== Segment start ==

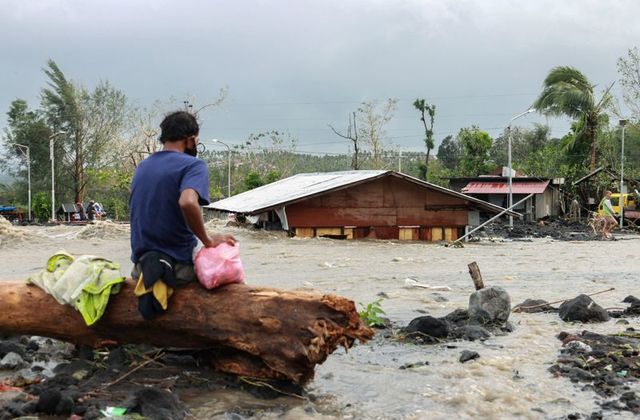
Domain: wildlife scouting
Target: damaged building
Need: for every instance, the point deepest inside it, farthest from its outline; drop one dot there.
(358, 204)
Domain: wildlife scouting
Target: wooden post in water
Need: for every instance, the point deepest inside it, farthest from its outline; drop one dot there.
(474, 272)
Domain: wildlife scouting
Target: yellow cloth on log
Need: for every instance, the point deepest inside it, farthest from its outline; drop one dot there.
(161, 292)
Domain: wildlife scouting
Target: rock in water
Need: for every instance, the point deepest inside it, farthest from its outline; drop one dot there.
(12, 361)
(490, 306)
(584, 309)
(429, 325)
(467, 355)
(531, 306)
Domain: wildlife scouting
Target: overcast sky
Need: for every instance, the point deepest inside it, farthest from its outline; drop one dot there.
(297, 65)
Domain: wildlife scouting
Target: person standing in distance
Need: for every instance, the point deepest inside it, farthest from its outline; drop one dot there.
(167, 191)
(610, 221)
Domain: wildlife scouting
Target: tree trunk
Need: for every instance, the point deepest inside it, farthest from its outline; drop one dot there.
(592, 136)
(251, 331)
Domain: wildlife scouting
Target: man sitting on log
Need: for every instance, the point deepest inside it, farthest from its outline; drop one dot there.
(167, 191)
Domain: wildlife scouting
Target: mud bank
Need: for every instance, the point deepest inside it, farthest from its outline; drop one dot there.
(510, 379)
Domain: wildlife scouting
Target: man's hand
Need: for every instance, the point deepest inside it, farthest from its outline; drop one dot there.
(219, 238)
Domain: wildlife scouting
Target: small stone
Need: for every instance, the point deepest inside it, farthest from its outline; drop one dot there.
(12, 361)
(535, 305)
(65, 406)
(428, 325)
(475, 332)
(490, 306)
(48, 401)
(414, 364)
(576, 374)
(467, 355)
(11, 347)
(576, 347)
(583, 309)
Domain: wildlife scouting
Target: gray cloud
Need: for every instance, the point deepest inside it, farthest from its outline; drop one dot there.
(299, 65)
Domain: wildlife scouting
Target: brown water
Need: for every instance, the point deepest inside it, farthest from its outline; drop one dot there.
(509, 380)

== Segment end ==
== Segment start ==

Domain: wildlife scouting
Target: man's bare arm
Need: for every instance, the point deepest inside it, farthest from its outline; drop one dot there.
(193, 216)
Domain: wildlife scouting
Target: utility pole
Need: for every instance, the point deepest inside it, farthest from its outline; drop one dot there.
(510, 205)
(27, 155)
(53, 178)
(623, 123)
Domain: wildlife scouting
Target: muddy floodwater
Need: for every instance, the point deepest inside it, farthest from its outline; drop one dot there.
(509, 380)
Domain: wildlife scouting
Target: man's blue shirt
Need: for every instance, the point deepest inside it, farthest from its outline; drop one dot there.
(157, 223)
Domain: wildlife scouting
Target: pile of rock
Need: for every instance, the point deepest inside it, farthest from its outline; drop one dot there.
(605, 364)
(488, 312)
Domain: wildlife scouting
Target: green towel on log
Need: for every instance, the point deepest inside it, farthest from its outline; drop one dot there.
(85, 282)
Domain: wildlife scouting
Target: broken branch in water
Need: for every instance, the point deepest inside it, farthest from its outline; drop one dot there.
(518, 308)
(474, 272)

== Segment end ==
== Segment start ==

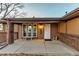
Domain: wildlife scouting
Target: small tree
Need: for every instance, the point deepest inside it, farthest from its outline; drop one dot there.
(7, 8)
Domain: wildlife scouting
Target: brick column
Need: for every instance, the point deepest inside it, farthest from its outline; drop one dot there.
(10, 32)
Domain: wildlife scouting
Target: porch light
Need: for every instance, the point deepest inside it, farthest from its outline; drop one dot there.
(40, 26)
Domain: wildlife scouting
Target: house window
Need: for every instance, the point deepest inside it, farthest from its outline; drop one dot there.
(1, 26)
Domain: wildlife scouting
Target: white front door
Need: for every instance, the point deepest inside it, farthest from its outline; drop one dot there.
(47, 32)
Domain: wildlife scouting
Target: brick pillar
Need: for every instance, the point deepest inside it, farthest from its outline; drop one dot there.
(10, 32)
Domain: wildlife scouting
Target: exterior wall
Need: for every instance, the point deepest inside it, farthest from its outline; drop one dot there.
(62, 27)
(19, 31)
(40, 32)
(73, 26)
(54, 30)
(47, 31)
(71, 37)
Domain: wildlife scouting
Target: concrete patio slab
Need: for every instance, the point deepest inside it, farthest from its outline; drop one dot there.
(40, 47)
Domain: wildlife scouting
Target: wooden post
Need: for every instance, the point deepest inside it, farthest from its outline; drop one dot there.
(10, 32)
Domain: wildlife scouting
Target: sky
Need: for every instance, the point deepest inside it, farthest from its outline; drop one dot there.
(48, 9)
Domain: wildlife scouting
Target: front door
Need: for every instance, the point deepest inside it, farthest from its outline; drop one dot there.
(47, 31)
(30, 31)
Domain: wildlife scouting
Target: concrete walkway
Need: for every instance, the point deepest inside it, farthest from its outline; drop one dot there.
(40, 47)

== Segment end ==

◆ AIM OF THE TASK ◆
Lines in the records that hold "concrete" should be tallied, with the total given on its own.

◆ ANSWER TO THE EXERCISE ◆
2